Information supplied Block Start
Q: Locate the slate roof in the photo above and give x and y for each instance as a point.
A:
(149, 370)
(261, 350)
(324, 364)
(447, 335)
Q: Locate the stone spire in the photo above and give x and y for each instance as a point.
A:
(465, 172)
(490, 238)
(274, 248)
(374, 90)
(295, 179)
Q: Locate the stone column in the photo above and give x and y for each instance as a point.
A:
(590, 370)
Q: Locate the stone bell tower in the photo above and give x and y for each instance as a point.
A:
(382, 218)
Information supplied Block End
Information supplied Block Start
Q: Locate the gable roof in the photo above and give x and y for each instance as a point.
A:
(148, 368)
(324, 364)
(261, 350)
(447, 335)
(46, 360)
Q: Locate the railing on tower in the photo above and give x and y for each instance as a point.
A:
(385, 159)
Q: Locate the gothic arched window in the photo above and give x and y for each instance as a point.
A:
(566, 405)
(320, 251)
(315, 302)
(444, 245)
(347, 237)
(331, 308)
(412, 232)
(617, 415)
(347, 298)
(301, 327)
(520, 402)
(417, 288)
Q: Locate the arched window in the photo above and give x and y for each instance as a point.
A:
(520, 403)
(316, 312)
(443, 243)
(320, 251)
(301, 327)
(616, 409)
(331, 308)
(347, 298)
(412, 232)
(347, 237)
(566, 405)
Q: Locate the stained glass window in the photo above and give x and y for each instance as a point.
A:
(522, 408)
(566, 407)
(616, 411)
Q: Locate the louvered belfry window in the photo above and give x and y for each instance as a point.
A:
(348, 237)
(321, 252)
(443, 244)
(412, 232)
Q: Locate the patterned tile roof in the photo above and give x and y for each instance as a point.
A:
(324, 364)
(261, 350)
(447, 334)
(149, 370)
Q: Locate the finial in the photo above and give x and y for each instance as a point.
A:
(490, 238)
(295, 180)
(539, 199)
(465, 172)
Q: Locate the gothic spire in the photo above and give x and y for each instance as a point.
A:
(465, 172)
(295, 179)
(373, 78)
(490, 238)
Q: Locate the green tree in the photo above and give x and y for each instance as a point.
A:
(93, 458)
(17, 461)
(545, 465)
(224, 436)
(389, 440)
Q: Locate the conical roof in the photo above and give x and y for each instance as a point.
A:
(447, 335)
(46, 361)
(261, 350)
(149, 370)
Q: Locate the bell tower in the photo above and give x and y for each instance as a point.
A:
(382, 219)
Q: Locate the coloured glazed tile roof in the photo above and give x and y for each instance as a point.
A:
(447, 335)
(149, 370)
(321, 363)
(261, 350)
Information supplied Block End
Information supplied Block Start
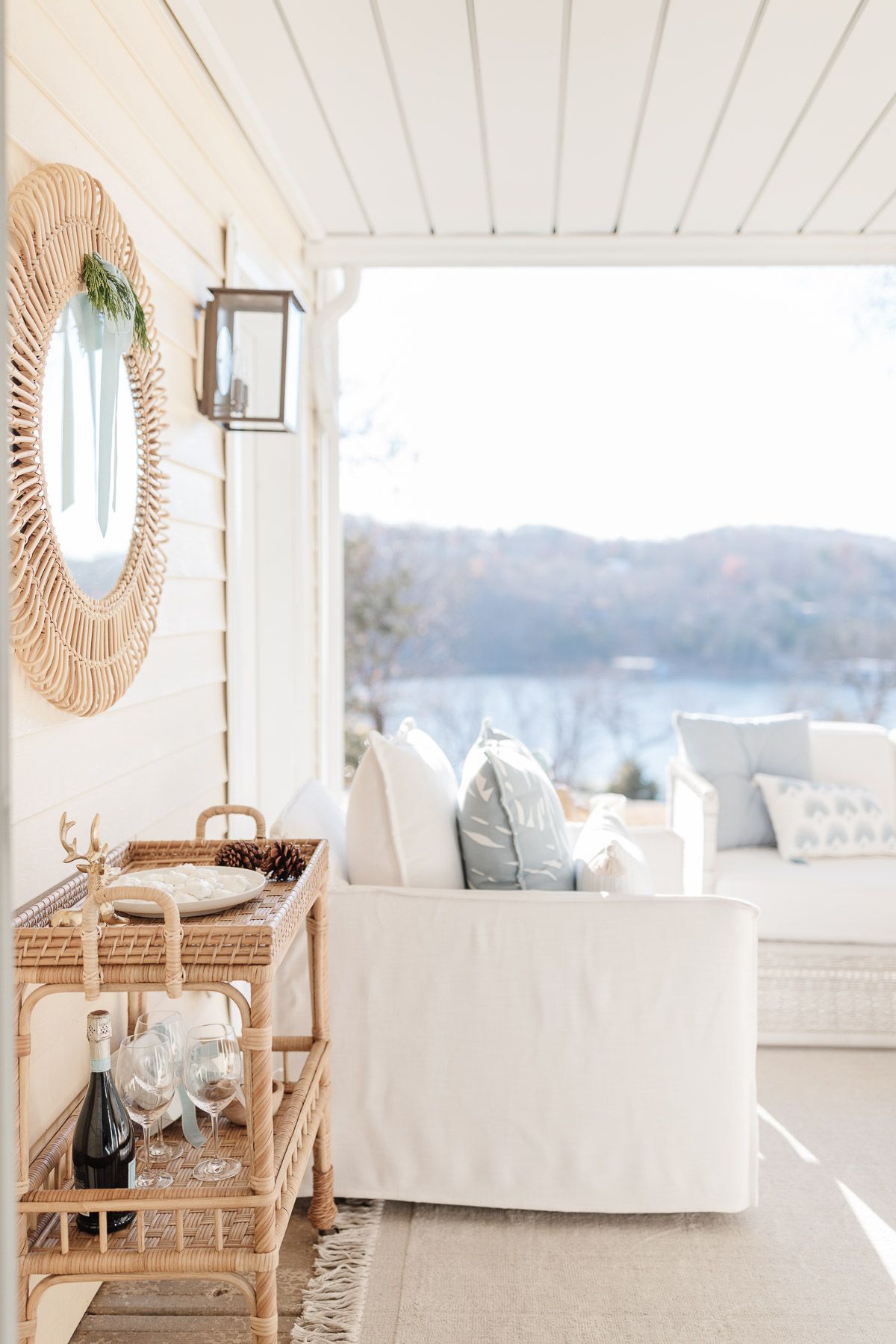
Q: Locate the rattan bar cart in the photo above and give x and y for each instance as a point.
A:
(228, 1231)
Information supplied Block End
### What the task requires
What are the lines of the data above that include the string "tile"? Copy them.

### Exercise response
Q: Locate the patterned tile roof in the photo above and give x and y for each instance as a point.
Q: Locate the coloured glazed tile roof in the photo above and give x and y for each instance as a point.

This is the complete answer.